» SOURCE PASSAGE:
***

#GGUF in serverless vLLM

57 messages · Page 1 of 1 (latest)

solar saddle
orchid cape
#

You will have to create your own serverless handler for it, because the vllm worker does not support GGUF due to the underlying vllm engine not supporting GGUF.

solar saddle
#

Such a shame that it doesn't. Can I run Ollama in serverless?

orchid cape
#

You can run whatever you want in serverless as long as you implement the RunPod serverless handler

crystal trail
solar saddle
#

By templates, do you mean the very limited ones from "quick deploy", or any template that can be run in a normal pod like on the screenshot? I can't input the ollama/ollama template on the serverless deployment

orchid cape
#

You can't use pod templates in serverless, they don't work the same way, you need to invoke the serverless handler for serverless as I mentioned above.

***

» GIVEN ENTRIES:
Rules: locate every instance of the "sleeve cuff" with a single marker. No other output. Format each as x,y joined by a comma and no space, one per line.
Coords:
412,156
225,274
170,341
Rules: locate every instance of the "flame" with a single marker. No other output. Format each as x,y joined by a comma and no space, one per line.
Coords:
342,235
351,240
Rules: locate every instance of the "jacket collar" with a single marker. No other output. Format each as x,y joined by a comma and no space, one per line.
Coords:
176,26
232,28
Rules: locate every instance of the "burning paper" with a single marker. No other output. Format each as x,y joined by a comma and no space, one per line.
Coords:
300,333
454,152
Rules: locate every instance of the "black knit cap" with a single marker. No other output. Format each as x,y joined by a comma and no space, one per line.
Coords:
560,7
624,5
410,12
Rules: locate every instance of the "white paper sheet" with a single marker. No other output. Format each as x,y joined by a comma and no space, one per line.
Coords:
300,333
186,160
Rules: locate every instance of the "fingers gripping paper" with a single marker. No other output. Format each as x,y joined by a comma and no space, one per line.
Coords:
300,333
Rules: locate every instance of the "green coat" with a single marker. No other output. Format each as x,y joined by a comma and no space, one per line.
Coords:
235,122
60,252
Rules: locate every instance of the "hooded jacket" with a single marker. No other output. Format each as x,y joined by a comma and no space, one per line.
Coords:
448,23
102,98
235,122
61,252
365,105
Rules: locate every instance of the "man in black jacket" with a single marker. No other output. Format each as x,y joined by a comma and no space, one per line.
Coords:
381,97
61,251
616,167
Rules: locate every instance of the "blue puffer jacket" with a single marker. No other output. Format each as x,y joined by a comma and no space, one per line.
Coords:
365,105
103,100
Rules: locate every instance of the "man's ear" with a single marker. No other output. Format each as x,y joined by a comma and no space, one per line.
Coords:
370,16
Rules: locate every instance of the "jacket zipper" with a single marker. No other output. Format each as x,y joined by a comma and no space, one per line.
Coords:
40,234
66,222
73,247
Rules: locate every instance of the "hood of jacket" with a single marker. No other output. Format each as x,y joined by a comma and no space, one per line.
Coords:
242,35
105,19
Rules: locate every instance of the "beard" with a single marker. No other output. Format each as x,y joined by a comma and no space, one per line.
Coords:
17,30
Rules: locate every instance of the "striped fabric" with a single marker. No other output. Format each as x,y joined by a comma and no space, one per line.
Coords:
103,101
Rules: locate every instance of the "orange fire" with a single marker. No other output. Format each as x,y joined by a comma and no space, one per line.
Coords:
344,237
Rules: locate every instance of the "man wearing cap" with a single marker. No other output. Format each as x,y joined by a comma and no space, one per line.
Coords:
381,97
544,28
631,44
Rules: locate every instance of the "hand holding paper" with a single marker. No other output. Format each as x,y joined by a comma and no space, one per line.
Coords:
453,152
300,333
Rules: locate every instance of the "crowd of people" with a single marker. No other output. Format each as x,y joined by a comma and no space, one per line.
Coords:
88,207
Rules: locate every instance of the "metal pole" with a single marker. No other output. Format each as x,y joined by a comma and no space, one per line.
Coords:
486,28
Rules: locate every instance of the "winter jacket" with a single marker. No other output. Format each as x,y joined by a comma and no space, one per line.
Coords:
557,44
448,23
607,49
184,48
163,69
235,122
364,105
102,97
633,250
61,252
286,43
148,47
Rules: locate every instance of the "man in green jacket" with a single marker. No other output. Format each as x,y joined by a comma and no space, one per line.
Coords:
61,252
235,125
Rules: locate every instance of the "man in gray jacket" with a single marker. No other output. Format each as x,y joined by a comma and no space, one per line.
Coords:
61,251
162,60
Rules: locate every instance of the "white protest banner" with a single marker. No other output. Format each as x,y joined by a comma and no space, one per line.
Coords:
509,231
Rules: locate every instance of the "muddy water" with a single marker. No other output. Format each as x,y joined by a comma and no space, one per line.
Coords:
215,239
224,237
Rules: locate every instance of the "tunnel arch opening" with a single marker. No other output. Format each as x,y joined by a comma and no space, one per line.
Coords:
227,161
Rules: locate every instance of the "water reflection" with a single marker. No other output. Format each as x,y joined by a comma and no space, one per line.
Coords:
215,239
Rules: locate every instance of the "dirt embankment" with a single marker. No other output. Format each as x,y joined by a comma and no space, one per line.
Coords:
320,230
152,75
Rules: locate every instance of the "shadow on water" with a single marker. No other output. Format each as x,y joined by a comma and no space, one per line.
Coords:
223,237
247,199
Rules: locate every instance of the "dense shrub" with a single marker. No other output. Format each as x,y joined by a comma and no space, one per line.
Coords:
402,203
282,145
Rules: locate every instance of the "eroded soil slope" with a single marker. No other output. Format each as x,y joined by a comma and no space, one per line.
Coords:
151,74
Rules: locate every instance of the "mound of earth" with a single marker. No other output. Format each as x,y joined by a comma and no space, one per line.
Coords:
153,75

***

» YOUR TASKS:
1: Repeat the thread between "You will have" and "Ollama in serverless?", inclusive, changing each "GGUF" to "AWQ".
2: Using the thread, decide whether each statement agrees with it: (a) the vLLM worker supports GGUF; (b) pod templates can be used in serverless; (c) anything can run in serverless as long as the RunPod serverless handler is implemented. Answer yes or no for each, quoting the words of the thread that decide it.
The records are not used here.

» TASK ANSWERS:
1:
You will have to create your own serverless handler for it, because the vllm worker does not support AWQ due to the underlying vllm engine not supporting AWQ.

solar saddle
#

Such a shame that it doesn't. Can I run Ollama in serverless?

2:
(a) No: "the vllm worker does not support GGUF"
(b) No: "You can't use pod templates in serverless"
(c) Yes: "You can run whatever you want in serverless as long as you implement the RunPod serverless handler"